TO DO » Quote the items below from the line containing "of the street" through the line containing "column 374, row 185", including both of those lines and changing nothing.

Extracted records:

···

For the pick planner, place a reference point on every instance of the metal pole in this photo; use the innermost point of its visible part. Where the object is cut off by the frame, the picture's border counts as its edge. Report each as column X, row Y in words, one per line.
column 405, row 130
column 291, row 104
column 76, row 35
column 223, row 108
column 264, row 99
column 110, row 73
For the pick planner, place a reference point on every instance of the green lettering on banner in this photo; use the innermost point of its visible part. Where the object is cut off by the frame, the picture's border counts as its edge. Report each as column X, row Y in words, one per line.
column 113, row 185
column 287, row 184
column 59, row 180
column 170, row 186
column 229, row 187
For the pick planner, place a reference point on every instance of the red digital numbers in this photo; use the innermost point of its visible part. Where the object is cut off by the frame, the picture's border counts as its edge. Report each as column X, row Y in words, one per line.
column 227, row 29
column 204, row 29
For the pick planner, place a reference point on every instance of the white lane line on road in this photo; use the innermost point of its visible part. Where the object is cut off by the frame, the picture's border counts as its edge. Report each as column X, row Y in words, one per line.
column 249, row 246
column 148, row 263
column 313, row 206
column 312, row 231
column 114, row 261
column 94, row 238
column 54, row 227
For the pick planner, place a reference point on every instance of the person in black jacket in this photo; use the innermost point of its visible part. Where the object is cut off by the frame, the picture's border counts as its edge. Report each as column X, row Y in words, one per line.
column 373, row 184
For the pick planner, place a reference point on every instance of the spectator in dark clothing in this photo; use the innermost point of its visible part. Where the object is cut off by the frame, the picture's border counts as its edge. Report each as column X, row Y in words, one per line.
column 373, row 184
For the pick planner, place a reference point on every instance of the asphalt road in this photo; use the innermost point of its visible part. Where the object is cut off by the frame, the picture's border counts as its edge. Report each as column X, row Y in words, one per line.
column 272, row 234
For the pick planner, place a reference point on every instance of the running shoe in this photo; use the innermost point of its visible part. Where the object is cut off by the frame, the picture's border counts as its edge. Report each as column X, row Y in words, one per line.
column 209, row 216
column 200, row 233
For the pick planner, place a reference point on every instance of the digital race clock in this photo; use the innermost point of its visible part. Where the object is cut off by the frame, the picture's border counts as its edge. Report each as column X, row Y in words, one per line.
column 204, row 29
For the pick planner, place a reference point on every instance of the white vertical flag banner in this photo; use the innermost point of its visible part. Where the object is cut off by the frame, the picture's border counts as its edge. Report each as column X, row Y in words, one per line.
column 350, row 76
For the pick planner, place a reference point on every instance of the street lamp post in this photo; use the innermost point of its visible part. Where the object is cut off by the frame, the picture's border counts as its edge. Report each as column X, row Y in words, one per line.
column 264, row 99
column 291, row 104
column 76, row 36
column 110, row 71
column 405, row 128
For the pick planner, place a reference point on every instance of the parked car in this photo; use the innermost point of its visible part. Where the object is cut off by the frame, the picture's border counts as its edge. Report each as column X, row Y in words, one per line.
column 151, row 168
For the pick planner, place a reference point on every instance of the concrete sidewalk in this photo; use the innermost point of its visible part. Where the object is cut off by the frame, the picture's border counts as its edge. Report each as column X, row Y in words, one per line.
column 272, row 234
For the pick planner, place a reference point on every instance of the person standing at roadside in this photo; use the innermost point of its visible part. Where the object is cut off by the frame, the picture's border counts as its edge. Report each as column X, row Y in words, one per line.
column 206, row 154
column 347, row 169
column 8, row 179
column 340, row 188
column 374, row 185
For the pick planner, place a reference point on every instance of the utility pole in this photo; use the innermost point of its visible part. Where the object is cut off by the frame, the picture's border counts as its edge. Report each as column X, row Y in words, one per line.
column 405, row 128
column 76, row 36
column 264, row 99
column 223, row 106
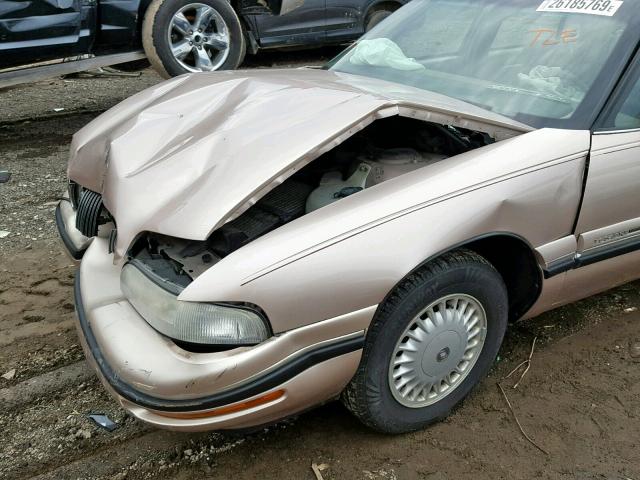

···

REPLY »
For the pick planner, place a reference point on every instance of the street lamp post in this photo; use the innermost point of its visible part. Where the object is cut off by the frame, the picture's border counts as its edge. Report each as column X, row Y in words, one per line.
column 264, row 99
column 291, row 104
column 76, row 36
column 110, row 71
column 405, row 128
For the pick planner, place a reference point on every instance of the parked car in this photo; use the innermost point of its visible part. Where the object is cut off by the frame, the picture's border counts as its edge. Report each as column X, row Y in words, one per line.
column 151, row 168
For the pick planner, place a reference point on every instance of the concrete sidewalk in this photo; use the innermost point of its visible part. Where the object is cut off by the frame, the picture's border counts as its edge. Report each as column X, row Y in words, one per line.
column 272, row 234
For the pick planner, place a reference point on every instance of the person standing at roadside in this photo; use the innermost point of its visible part. Where the object is cut off by the frame, the picture's border counts as its edge. Report each as column X, row Y in words, one per line.
column 206, row 154
column 347, row 169
column 8, row 179
column 340, row 188
column 374, row 185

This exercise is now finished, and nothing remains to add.